Two years later, Backyard Monsters continues to thrive on Facebook
Backyard Monsters made the developer what it is today, allowing the studio to grow from only a few friends working together to over a hundred employees in downtown San Francisco. The game is an anomaly, having lasted well past the point where most titles on the Facebook platform would be winding down toward sunsetting. Backyard Monsters also proved that hardcore gamers are a viable market to target on Facebook.
Currently, our AppData traffic tracking service lists the game at 2.5 million monthly active users and 580,000 daily active users for a very healthy retention rate of 23 percent. While that’s lower than the game’s all-time high of 4.5 million MAU and 1 million DAU, the numbers have been holding relatively steady since October.
Kixeye co-founder Dave Scott walks us through the past years with Backyard Monsters, sharing the lessons learned during the game’s continual development to apply toward the developer’s future — both on and off of Facebook.
Backyard Monsters’ story begins before Kixeye was Kixeye. Originally, the company was called The Casual Collective, a portal for Flash games founded by friends Dave Scott and Paul Preece. Aside from a healthy amount of startup money provided by an investor in the United States, Scott and Preece had been using video ads and paid subscriptions to generate cash. The Casual Collective was able to bring in money with these methods, but it wasn’t enough to be profitable. The subscription model was especially problematic, even though it was bringing in more money than ad sales.
“We’d unfortunately capped how much money we could make from players,” Scott said. “Even if a player wanted to give us $6, the subscription only let them spend $5.”
The final two games created by The Casual Collective for its portal — Minions on Ice and TSG: Missions — featured virtual goods, which proved to be an eye opener for the developer. The original belief was that gamers wouldn’t spend more than what a retail game cost (roughly $50 to $60), but it turned out that some players were willing to spend up to $200 to proceed through a game with a finite length.
Even though company funds were running low, Scott and Preece had enough left to move out to San Francisco, build a development team and start working on a game that would appeal to hardcore gamers: Desktop Defender, a tower defense game that tasked players with defending their desktop from invading creatures known as “creeps.” The game launched on Facebook in December 2009, peaking with just over 675,000 MAU and 930,000 DAU. To say that the gamble paid off is an understatement. Desktop Defender was making more money in a day than The Casual Collective could bring in over an entire month.

DATASET CONTENT:
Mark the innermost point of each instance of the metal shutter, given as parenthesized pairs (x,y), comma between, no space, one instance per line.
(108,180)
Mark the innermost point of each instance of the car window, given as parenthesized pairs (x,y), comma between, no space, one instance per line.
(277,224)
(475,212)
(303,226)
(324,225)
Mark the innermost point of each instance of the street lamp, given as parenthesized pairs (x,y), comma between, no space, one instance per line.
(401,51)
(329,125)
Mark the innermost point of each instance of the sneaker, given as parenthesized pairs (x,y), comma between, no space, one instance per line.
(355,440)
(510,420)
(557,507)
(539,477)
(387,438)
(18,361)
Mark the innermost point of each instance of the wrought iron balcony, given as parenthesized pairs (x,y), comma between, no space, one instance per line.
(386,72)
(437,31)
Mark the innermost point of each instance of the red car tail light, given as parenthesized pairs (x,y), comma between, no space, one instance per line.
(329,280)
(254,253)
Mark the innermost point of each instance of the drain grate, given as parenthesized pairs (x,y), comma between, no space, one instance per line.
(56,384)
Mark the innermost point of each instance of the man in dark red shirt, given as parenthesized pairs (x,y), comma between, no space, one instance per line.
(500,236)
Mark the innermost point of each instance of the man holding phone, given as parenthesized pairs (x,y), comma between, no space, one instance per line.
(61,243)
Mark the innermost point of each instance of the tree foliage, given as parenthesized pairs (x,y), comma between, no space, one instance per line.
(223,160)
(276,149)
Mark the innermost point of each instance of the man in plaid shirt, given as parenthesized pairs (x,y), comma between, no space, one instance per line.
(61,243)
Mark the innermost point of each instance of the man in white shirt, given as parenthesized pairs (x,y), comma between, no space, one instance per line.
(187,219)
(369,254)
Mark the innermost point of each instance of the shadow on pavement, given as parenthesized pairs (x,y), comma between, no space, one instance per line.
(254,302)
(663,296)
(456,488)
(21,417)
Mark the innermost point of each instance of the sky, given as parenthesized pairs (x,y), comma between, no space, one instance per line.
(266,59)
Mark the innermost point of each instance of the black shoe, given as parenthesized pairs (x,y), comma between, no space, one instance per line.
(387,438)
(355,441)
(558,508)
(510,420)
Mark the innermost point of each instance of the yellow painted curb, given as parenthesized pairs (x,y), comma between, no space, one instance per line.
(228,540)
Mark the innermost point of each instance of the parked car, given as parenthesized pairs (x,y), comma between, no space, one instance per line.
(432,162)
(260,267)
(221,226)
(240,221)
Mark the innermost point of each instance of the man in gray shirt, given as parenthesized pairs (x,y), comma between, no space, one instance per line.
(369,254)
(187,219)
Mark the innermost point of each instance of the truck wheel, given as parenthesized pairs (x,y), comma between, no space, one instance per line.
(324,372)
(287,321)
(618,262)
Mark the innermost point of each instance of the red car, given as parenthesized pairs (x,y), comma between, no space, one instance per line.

GIVEN INSTRUCTION A: In the Backyard Monsters article, what was the company called before it became Kixeye?
GIVEN INSTRUCTION B: Reproduce the part of the Backyard Monsters article starting with "Kixeye co-founder Dave" and going on through "off of Facebook.".

TASK SOLUTION A: The Casual Collective

TASK SOLUTION B:
Kixeye co-founder Dave Scott walks us through the past years with Backyard Monsters, sharing the lessons learned during the game’s continual development to apply toward the developer’s future — both on and off of Facebook.